■ **GIVEN TASK**: Below are some records: retype them all exactly, but not the pictures.

— START DATASET RECORDS —

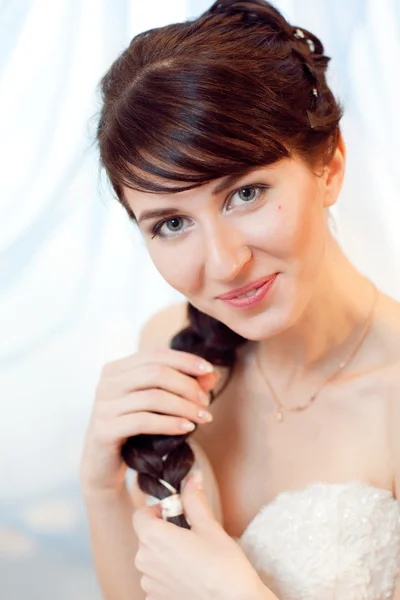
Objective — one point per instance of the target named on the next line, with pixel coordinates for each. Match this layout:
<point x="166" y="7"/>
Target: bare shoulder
<point x="387" y="338"/>
<point x="162" y="326"/>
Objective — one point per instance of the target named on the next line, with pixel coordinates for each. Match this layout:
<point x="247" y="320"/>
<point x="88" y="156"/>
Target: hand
<point x="130" y="393"/>
<point x="203" y="563"/>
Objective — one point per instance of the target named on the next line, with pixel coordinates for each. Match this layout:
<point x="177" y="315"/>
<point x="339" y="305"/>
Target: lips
<point x="247" y="288"/>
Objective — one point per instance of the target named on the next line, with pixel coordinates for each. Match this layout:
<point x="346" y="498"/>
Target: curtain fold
<point x="76" y="283"/>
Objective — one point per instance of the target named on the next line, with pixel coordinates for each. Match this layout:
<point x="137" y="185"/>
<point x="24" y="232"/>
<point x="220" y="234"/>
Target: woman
<point x="221" y="139"/>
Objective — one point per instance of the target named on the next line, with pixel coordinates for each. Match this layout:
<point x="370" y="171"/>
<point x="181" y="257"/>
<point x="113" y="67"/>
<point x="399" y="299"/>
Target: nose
<point x="226" y="254"/>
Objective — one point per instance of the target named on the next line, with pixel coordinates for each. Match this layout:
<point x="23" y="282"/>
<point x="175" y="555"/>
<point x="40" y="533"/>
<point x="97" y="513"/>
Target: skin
<point x="313" y="314"/>
<point x="225" y="241"/>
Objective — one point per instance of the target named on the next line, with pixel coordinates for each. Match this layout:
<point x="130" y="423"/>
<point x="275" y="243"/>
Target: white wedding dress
<point x="324" y="542"/>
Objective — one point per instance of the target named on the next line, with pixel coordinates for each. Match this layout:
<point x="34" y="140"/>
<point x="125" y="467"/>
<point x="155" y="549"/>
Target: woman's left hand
<point x="203" y="563"/>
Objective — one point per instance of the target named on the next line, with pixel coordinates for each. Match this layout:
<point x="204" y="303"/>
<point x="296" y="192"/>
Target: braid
<point x="157" y="457"/>
<point x="201" y="125"/>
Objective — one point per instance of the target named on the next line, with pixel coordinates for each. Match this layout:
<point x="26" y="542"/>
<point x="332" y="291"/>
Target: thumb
<point x="194" y="501"/>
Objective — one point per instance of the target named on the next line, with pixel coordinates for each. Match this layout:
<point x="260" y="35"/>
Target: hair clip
<point x="311" y="45"/>
<point x="299" y="34"/>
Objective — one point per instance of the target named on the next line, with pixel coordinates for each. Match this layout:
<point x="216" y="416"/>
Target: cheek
<point x="295" y="229"/>
<point x="179" y="265"/>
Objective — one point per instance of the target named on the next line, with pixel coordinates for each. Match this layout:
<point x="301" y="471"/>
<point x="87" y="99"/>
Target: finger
<point x="162" y="377"/>
<point x="155" y="400"/>
<point x="185" y="361"/>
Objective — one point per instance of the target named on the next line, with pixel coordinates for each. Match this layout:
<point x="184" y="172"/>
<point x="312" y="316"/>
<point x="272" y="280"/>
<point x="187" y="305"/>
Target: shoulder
<point x="162" y="326"/>
<point x="394" y="428"/>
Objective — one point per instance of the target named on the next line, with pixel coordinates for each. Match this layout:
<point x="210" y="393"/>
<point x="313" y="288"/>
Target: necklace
<point x="280" y="407"/>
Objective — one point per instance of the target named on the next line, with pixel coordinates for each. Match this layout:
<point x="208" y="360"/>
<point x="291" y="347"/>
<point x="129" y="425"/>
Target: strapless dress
<point x="324" y="542"/>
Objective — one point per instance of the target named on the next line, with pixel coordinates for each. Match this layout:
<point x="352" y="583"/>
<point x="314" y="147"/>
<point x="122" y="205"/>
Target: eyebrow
<point x="156" y="213"/>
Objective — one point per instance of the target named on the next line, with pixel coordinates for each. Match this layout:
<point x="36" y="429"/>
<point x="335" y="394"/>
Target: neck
<point x="327" y="329"/>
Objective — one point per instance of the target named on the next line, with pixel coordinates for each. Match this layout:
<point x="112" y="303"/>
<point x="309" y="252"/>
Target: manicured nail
<point x="187" y="426"/>
<point x="204" y="415"/>
<point x="197" y="479"/>
<point x="206" y="367"/>
<point x="204" y="398"/>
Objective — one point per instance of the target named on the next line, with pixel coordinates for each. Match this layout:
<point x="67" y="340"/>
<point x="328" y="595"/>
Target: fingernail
<point x="206" y="367"/>
<point x="204" y="398"/>
<point x="187" y="426"/>
<point x="197" y="479"/>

— END DATASET RECORDS —

■ **RESULT**:
Objective — one point per instance of the target named on the next line, with pixel coordinates for each. Match this layout:
<point x="166" y="7"/>
Target: bare shoulder
<point x="387" y="338"/>
<point x="162" y="326"/>
Objective — one point per instance of the target named on the next line, with pixel coordinates for each. Match this layout:
<point x="247" y="320"/>
<point x="88" y="156"/>
Target: hand
<point x="130" y="393"/>
<point x="203" y="563"/>
Objective — one point per instance of the target named on the next line, with pixel coordinates for each. Match this layout:
<point x="177" y="315"/>
<point x="339" y="305"/>
Target: lips
<point x="247" y="288"/>
Objective — one point per instance of the target named on the next line, with pixel coordinates for each. Match this layout:
<point x="346" y="498"/>
Target: curtain fold
<point x="76" y="283"/>
Objective — one point per instance of the target named on the next line, with pixel coordinates for each. Match this layout:
<point x="137" y="185"/>
<point x="24" y="232"/>
<point x="220" y="234"/>
Target: woman
<point x="221" y="139"/>
Objective — one point per instance of the target named on the next line, with pixel coordinates for each. Match this layout:
<point x="370" y="171"/>
<point x="181" y="257"/>
<point x="113" y="67"/>
<point x="399" y="299"/>
Target: nose
<point x="226" y="254"/>
Objective — one point per instance of the target named on the next line, with pixel coordinates for each. Match this layout:
<point x="23" y="282"/>
<point x="175" y="555"/>
<point x="40" y="533"/>
<point x="97" y="513"/>
Target: skin
<point x="313" y="314"/>
<point x="225" y="241"/>
Objective — one point per instance of the target named on the next line, with pixel coordinates for each. Match this layout:
<point x="130" y="423"/>
<point x="275" y="243"/>
Target: white wedding dress
<point x="324" y="542"/>
Objective — one point per instance of the target named on the next line, with pixel coordinates for each. Match this layout:
<point x="34" y="140"/>
<point x="125" y="467"/>
<point x="155" y="549"/>
Target: woman's left hand
<point x="203" y="563"/>
Objective — one point per instance of the target named on the next line, with pixel coordinates for each. Match this layout:
<point x="204" y="303"/>
<point x="296" y="192"/>
Target: braid
<point x="157" y="457"/>
<point x="201" y="125"/>
Objective — one point per instance of the target named on the next line, with pixel coordinates for each. Match this layout:
<point x="26" y="542"/>
<point x="332" y="291"/>
Target: thumb
<point x="194" y="501"/>
Objective — one point per instance of the target named on the next line, with pixel coordinates for each. Match this layout:
<point x="260" y="35"/>
Target: hair clip
<point x="311" y="45"/>
<point x="299" y="34"/>
Objective — one point per instance of the target named on the next line, with pixel coordinates for each. Match this layout:
<point x="216" y="416"/>
Target: cheek
<point x="295" y="229"/>
<point x="179" y="265"/>
Objective — one point per instance of the target named on the next line, with pixel coordinates for each. Match this layout:
<point x="301" y="471"/>
<point x="87" y="99"/>
Target: finger
<point x="162" y="377"/>
<point x="155" y="400"/>
<point x="185" y="361"/>
Objective — one point per instance of the target named on the next line, with pixel coordinates for each. Match this layout:
<point x="184" y="172"/>
<point x="312" y="316"/>
<point x="272" y="280"/>
<point x="187" y="305"/>
Target: shoulder
<point x="162" y="326"/>
<point x="394" y="428"/>
Objective — one point per instance of the target named on the next line, with pixel coordinates for each. Match this layout:
<point x="210" y="393"/>
<point x="313" y="288"/>
Target: necklace
<point x="280" y="407"/>
Objective — one point per instance of the target named on the next line, with pixel coordinates for each. Match this layout:
<point x="208" y="360"/>
<point x="291" y="347"/>
<point x="129" y="425"/>
Target: strapless dress
<point x="324" y="542"/>
Objective — one point per instance of the target named on the next line, with pixel coordinates for each. Match this layout:
<point x="352" y="583"/>
<point x="314" y="147"/>
<point x="122" y="205"/>
Target: eyebrow
<point x="156" y="213"/>
Objective — one point per instance of the target named on the next line, with pixel coordinates for each. Match this layout:
<point x="36" y="429"/>
<point x="335" y="394"/>
Target: neck
<point x="327" y="329"/>
Objective — one point per instance of the target named on the next line, with pixel coordinates for each. Match this layout:
<point x="112" y="303"/>
<point x="309" y="252"/>
Target: manicured nail
<point x="187" y="426"/>
<point x="204" y="415"/>
<point x="197" y="479"/>
<point x="206" y="367"/>
<point x="204" y="398"/>
Objective — one point per instance of the target named on the next line, with pixel coordinates for each. Match this layout:
<point x="67" y="340"/>
<point x="328" y="595"/>
Target: fingernail
<point x="206" y="367"/>
<point x="204" y="398"/>
<point x="187" y="426"/>
<point x="197" y="479"/>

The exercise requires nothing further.